SET TASK 1 –
Return the stretch of the sermon from "There were more" through "sons of Israel.", copied word for word.
SET TASK 2 –
In the sermon, what killed more of the enemy than the swords of the sons of Israel did?

READING TEXT –
○ ○ ○ ○

Not one of them shall stand before you. So Joshua came upon them suddenly by marching all night from Gilgal, and the
Lord confounded them before Israel, and he slew them with a great slaughter at Gibeon, and pursued them by way of the ascent of Beth -horon, and struck them as far as Azekah and Makedah.
And they fled from before Israel while they were at the descent of Beth -horon. The Lord threw large stones on them as far as Azekah, and they died.
There were more who died from the hailstones than those whom the sons of Israel killed with the sword.
Then Joshua spoke to the Lord in the day when the Lord delivered up the Amorites before the sons of Israel.
And he said in all sight of Israel, O sun, stand still at Gibeon, and O moon, in the valley of Eijalon.
So the sun stood still, and the moon stopped, until the nation avenged themselves of their enemies.
Is it not written in the book of Jashar, The sun stopped in the middle of the sky and did not hasten to go down for about a whole day.
There was no day like that before it or after it, when the Lord listened to the voice of a man, for the
Lord fought for Israel. And Joshua and all Israel with him returned to the camp at Gilgal.
Father, as we read your word, we are humbled when we are reminded that you are the
God who takes people that are nothing and makes them to be your people. You are the
God who takes mighty and powerful nations and makes of them nothing.
That you are a God who fights for your people better than they can fight for themselves.
God, your word from beginning to end is all about you.
It is about your glory. It is about your power, your sovereignty, your might, your wisdom, your perfect holiness.
And father, thanks be to God that from beginning to end, your word is about your loving kindness, your mercy, your grace, that you would have mercy on sinful people and that you would display that mercy and the sending of your perfect, holy, spotless son, that you would make him who knew no sin to be sin for us as we call upon you in faith for salvation.
Father, we thank you that we can exalt you today. Thank you for this passage in which you clearly display your power, your majesty, your sovereignty, and you display your care and your loving kindness.
Lord, would we worship you in the proclamation of your word today.
We ask this in Jesus' name, amen. Many of us have heard parts of this passage that have been used, have been pulled out in different ways, in various ways to somewhat extremes that I've heard of verses from this very chapter used in the past.
On one hand, there are those who will read of the moon and the sun that stands in its place and they'll use this as an example of something in scripture that is so unbelievable that there has to be some rational explanation for it, that naturalism, one of those legacies of the enlightenment will prove so alluring that a scholar can't help but make some a feeble attempt to explain away what was described in scripture, to say that this passage means anything other than what it says that it means.

○ ○ ○ ○

EXTRACTED DATA –
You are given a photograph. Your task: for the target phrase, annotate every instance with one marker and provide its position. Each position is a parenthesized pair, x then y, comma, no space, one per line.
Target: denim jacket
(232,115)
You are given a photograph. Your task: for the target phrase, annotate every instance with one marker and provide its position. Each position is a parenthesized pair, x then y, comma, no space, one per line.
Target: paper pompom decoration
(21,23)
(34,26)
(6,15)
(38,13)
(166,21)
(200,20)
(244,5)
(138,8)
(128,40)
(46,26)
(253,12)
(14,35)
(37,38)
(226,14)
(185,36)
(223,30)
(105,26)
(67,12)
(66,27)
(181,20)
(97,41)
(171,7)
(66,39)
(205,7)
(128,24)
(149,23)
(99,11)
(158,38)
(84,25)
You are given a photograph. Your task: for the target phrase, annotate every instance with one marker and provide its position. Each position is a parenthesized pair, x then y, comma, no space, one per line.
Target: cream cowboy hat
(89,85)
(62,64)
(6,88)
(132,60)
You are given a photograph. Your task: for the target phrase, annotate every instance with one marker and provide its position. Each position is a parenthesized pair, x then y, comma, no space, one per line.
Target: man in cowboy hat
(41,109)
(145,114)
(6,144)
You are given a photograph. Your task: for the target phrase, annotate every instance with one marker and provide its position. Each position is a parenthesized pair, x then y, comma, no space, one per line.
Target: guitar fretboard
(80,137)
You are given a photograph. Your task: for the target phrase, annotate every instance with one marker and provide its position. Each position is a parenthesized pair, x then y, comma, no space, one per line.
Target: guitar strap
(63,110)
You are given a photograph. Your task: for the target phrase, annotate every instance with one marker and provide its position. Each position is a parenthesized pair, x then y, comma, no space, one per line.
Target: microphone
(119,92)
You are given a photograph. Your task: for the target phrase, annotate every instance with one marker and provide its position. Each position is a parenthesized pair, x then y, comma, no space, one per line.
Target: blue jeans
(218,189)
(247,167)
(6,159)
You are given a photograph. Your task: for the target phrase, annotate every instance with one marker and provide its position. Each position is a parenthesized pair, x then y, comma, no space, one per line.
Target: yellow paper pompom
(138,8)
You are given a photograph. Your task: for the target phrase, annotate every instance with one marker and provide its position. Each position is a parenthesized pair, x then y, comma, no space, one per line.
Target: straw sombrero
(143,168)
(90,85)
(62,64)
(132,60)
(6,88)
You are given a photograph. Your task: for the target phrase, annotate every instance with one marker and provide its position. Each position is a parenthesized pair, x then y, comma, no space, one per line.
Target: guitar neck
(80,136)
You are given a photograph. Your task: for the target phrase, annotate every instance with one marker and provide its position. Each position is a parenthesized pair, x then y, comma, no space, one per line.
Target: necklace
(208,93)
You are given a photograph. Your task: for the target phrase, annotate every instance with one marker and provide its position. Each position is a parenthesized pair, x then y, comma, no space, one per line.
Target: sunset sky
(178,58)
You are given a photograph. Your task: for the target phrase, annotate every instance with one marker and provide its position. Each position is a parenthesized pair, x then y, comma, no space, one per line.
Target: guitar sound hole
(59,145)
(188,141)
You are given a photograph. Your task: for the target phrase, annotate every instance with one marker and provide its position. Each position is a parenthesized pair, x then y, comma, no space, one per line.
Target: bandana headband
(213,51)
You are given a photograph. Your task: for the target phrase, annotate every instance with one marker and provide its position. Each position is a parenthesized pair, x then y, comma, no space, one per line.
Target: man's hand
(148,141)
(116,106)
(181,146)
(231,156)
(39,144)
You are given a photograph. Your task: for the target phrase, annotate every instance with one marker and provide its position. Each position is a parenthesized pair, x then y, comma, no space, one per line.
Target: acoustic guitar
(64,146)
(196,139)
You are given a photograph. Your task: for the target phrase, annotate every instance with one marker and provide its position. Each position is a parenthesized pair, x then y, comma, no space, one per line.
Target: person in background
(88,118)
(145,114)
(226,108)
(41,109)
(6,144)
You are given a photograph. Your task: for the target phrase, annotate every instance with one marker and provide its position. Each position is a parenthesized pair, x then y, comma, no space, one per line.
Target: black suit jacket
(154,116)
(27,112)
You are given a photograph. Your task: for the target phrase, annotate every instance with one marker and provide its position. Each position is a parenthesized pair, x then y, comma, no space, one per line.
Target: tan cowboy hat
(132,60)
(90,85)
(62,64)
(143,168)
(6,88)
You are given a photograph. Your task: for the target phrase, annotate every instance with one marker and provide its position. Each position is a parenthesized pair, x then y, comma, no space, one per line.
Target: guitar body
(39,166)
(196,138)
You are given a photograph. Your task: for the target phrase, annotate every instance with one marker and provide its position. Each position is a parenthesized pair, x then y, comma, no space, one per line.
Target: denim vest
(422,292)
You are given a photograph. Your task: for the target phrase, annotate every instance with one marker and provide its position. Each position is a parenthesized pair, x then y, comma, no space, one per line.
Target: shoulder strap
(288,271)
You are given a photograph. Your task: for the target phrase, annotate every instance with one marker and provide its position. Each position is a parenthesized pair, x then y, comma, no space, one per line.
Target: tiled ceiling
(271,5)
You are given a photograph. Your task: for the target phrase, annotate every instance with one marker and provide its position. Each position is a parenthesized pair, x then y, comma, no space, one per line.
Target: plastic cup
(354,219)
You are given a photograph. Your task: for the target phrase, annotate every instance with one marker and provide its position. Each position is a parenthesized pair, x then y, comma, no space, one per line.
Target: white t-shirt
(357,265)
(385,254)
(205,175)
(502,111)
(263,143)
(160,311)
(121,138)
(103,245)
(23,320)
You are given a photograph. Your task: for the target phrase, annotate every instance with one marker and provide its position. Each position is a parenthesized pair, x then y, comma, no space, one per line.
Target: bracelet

○ ○ ○ ○

COMPLETE RESPONSE 1 –
There were more who died from the hailstones than those whom the sons of Israel killed with the sword.
Then Joshua spoke to the Lord in the day when the Lord delivered up the Amorites before the sons of Israel.

COMPLETE RESPONSE 2 –
The hailstones.